**MATERIALS PROVIDED**
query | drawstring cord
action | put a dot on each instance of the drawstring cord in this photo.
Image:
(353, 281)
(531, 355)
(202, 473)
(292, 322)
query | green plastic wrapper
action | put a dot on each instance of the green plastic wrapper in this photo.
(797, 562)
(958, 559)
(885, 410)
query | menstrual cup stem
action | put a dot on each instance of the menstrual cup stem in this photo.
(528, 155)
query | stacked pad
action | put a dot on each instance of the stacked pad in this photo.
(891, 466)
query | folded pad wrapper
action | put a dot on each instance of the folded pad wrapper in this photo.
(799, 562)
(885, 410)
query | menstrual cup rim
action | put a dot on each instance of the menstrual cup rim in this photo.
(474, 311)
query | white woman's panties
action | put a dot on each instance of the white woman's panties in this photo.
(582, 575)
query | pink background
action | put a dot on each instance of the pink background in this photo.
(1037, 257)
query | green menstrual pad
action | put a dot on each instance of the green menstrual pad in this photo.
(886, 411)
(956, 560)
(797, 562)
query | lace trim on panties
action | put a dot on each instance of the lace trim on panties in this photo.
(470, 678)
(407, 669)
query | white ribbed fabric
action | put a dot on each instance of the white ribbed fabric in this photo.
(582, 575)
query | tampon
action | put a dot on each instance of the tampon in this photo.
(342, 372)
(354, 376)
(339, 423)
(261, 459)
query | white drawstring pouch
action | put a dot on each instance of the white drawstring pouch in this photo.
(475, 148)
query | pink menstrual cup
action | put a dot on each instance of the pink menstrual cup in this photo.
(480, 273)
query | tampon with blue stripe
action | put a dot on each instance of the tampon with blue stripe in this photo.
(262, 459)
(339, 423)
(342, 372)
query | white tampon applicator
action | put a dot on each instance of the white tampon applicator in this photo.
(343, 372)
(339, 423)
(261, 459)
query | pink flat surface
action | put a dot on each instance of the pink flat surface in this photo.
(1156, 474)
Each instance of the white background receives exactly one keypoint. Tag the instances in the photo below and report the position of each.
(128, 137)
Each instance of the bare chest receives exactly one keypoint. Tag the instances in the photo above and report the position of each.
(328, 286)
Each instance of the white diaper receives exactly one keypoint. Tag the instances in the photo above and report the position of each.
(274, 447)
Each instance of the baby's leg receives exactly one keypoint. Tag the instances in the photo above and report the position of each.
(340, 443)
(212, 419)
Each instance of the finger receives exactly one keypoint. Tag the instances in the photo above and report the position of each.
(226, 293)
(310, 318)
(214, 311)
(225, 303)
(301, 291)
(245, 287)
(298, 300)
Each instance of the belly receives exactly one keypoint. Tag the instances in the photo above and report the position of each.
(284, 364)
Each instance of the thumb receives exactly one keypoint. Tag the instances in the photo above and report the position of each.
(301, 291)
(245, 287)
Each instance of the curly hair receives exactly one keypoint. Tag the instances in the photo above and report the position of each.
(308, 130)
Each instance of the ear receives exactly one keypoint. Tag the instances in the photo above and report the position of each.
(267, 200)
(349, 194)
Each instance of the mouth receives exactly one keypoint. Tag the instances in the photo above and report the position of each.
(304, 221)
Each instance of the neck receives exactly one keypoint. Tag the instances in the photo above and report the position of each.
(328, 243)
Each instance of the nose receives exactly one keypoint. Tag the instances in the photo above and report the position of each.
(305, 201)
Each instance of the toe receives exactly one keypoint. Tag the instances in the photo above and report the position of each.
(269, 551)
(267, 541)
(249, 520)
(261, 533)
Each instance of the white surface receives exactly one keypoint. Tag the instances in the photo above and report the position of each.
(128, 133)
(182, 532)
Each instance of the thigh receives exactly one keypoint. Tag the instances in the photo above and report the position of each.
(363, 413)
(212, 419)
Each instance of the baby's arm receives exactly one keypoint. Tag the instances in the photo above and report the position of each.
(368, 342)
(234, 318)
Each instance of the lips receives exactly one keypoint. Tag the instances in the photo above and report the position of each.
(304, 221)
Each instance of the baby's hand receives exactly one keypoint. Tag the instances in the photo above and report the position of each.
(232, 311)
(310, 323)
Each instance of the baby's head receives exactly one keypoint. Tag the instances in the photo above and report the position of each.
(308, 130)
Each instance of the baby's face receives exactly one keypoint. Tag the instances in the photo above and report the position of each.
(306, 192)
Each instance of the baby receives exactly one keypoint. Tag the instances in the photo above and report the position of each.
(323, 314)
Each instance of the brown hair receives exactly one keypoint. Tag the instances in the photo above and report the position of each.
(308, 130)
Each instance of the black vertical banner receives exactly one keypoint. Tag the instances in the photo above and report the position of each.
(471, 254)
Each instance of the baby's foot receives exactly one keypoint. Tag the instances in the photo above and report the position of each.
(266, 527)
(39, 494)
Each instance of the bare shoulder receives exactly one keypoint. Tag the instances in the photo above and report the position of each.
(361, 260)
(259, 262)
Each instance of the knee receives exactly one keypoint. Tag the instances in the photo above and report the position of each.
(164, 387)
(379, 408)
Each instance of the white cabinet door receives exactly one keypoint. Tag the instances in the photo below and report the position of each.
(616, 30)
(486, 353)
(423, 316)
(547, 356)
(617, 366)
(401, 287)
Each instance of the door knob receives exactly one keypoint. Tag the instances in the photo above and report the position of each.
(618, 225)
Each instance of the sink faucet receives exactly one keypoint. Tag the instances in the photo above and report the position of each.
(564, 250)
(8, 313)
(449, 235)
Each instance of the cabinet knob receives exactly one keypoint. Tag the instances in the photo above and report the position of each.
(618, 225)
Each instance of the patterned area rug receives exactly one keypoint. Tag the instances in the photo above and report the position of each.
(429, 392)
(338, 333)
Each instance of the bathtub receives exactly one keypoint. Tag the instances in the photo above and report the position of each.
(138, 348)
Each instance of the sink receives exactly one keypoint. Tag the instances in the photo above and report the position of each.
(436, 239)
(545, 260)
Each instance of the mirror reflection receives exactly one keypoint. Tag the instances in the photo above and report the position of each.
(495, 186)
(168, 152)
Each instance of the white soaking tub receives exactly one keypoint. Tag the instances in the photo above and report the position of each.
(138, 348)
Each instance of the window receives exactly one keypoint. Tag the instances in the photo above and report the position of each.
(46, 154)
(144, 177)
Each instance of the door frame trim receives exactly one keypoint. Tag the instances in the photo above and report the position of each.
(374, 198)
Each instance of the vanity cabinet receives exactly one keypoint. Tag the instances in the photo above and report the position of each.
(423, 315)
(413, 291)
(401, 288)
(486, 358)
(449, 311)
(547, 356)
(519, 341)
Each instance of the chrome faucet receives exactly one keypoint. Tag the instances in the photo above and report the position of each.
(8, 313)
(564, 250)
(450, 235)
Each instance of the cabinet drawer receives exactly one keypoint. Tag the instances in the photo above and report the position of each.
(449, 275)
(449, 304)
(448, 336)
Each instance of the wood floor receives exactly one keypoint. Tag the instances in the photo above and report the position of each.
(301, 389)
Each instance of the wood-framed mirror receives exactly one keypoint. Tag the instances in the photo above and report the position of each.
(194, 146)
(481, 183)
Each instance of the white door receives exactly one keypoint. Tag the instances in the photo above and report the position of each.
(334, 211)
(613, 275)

**SET PROBLEM**
Repeat every entry exactly as written above.

**TASK RESPONSE**
query | drawstring cord
action | put a dot on each instance of the drawstring cord in this photo.
Image:
(353, 281)
(531, 355)
(202, 473)
(292, 322)
query | green plastic wrapper
action | put a dot on each instance of the green plastic wrapper in this photo.
(797, 562)
(958, 559)
(885, 410)
query | menstrual cup stem
action | put a dot on each instance of the menstrual cup stem in this photo.
(528, 155)
query | stacked pad
action | put a dot on each instance of the stacked pad in this photo.
(891, 466)
query | folded pad wrapper
action | put a dot on each instance of the folded pad wrapper in this photo.
(799, 562)
(885, 410)
query | menstrual cup rim
action | put a dot on each instance of the menstrual cup rim in this photo.
(474, 311)
query | white woman's panties
action | put a dot on each instance of the white woman's panties in this photo.
(582, 575)
query | pink background
action | put a dot on each instance of the pink background in this photo.
(1037, 257)
query | green menstrual pad
action | put a dot on each instance of the green menstrual pad in this photo.
(886, 411)
(956, 560)
(797, 562)
query | lace trim on panties
action | put a dot on each instance of the lace trim on panties in this photo.
(470, 678)
(407, 669)
query | white ribbed fabric
action | put a dot on each instance of the white ribbed fabric in this photo.
(582, 575)
query | tampon
action | put a dot on each instance of the tampon in this photo.
(342, 372)
(354, 376)
(339, 423)
(261, 459)
query | white drawstring pouch
action | put a dot on each instance of the white drawstring pouch in this photo.
(475, 148)
query | pink menstrual cup
action | put a dot on each instance of the pink menstrual cup in this photo.
(480, 273)
query | tampon with blue stripe
action | put a dot on each instance of the tampon with blue stripe in this photo.
(262, 459)
(339, 423)
(342, 372)
query | white tampon applicator
action | put a dot on each instance of the white tampon applicator in this photo.
(343, 372)
(339, 423)
(261, 459)
query | pink flat surface
action | put a dot on each instance of the pink flat surface in this photo.
(1156, 474)
Each instance of the white background receives exactly one keypoint. Tag the instances in the photo below and report the position of each.
(128, 137)
Each instance of the bare chest receives exactly one keypoint. Tag the instances in the photo above and report the position of each.
(328, 286)
Each instance of the white diaper receives exactly one keypoint. Tag the instances in the photo above and report the position of each.
(274, 447)
Each instance of the baby's leg receives exactly one keypoint. Tag the instances in the photo above and report the position of each.
(340, 443)
(212, 419)
Each instance of the finger receives exactly one keypoint. Tag the instances in the photo above and report the position of each.
(226, 293)
(310, 318)
(214, 311)
(225, 303)
(301, 291)
(245, 287)
(298, 300)
Each instance of the belly receives exactly one keypoint. Tag the instances in the photo above and report the position of each.
(284, 364)
Each instance of the thumb receives exactly one keypoint. Tag the instances in the photo above and report the position of each.
(301, 291)
(245, 287)
Each instance of the curly hair receives exactly one keypoint. Tag the instances in the photo above and report the position of each.
(308, 130)
Each instance of the ear receives exactly one keypoint. Tag the instances in the photo above and report the position of each.
(267, 200)
(349, 194)
Each instance of the mouth receives exactly one keypoint. Tag the instances in the photo above and report the position of each.
(304, 221)
Each instance of the neck receives exactly one keypoint. Tag the instances in the photo above and report the position of each.
(328, 243)
Each instance of the nose receives exactly one keypoint. Tag the instances in the photo above and report the position of each.
(305, 201)
Each instance of the toe receives exactly one keypoint. Tag the instances in the photo above and report the position of each.
(269, 551)
(267, 541)
(249, 520)
(261, 533)
Each instance of the white surface receives exactly one keypoint. Tag the instances in the photo above and report the position of each.
(128, 133)
(182, 532)
Each instance of the thigh receives exactly one keypoint. Tag the instances in the photo above and report the position of each.
(363, 413)
(212, 419)
Each instance of the baby's arm receives exactly one keypoint. Tag the instances in the photo above and report the position of each.
(368, 342)
(234, 318)
Each instance of the lips receives exactly one keypoint. Tag the instances in the photo above and report the position of each.
(304, 221)
Each instance of the baby's hand receives exactly one keypoint. Tag the instances in the photo above and report the position of each.
(232, 311)
(310, 323)
Each instance of the baby's head receives exactly one keypoint. Tag the instances in the photo above and report the position of each.
(308, 130)
Each instance of the baby's face receives exactly one keypoint. Tag the instances in the photo above and report the position of each.
(306, 192)
Each instance of the baby receives exactly one keypoint. Tag the instances in the photo above and report the position of each.
(323, 314)
Each instance of the brown hair receives exactly one keypoint. Tag the instances in the photo above and report the position of each.
(308, 130)
Each instance of the black vertical banner receives exactly one keypoint. Tag the instances in the photo above and report the position of each.
(471, 254)
Each instance of the baby's foot receives exactly one keypoint. Tag the instances in the photo above and report the position of each.
(266, 527)
(39, 494)
Each instance of the bare shoulder receives exactly one keypoint. Tag the instances in the photo above and report the position of each.
(361, 260)
(259, 262)
Each instance of the knee receives exactly one keypoint. Tag the instances in the photo above and report the position of each.
(164, 387)
(379, 408)
Each instance of the white cabinet door receives exactly one keypoint. Tag the instances in the photo below and report the position of each.
(616, 30)
(486, 353)
(423, 316)
(547, 356)
(617, 366)
(401, 287)
Each instance of the door knob receives exactly one keypoint. Tag the instances in the photo above and report the position of each.
(618, 225)
Each instance of the sink faucet receives exactly one keypoint. Tag the instances in the photo above and report the position of each.
(564, 250)
(8, 313)
(449, 235)
Each instance of the cabinet knob receives exactly one keypoint. Tag the instances in the photo above and report the position of each.
(618, 225)
Each instance of the patterned area rug receives exactly one keypoint. Tag the instances in the photo above and report the position of each.
(429, 392)
(338, 333)
Each instance of the bathtub receives exactly one keypoint. Tag the instances in the photo above and report the position of each.
(138, 348)
Each instance of the sink receives exactly one keypoint. Tag the instances in the photo above and report the position of each.
(436, 239)
(545, 260)
Each instance of the mirror reflection receives exactly one keypoint. Tag the instances in the photo above and report the position of each.
(495, 186)
(168, 152)
Each instance of the white soaking tub receives exactly one keypoint. Tag the instances in the photo above and report the position of each.
(138, 348)
Each instance of the window receives exactly one keypoint. Tag the instances in the photo above and report the position of each.
(46, 154)
(144, 177)
Each instance of the door frame trim receives exactly one keypoint. Tag the instances in the photo above and report the position of each.
(374, 198)
Each instance of the vanity cabinet receives exactly one keypoint. Tag the instances in the photo above and report the position of each.
(423, 315)
(413, 291)
(401, 288)
(486, 358)
(449, 311)
(547, 356)
(519, 341)
Each instance of the chrome faucet receives exactly one keypoint. Tag the instances in the photo above and report the position of each.
(8, 313)
(564, 250)
(450, 235)
Each instance of the cabinet drawer receives exactly one keypoint. Tag the instances in the photo above and report the position of each.
(449, 275)
(449, 304)
(448, 336)
Each instance of the wood floor receives exactly one keypoint. Tag the instances in the photo above and report the position of each.
(301, 389)
Each instance of the wood-framed mirror receives exactly one keypoint. Tag the instances in the photo above and report the position of each.
(194, 146)
(481, 183)
Each instance of the white door receives exactly one keypoint. Tag the instances in the photo above and report the position of each.
(334, 211)
(613, 275)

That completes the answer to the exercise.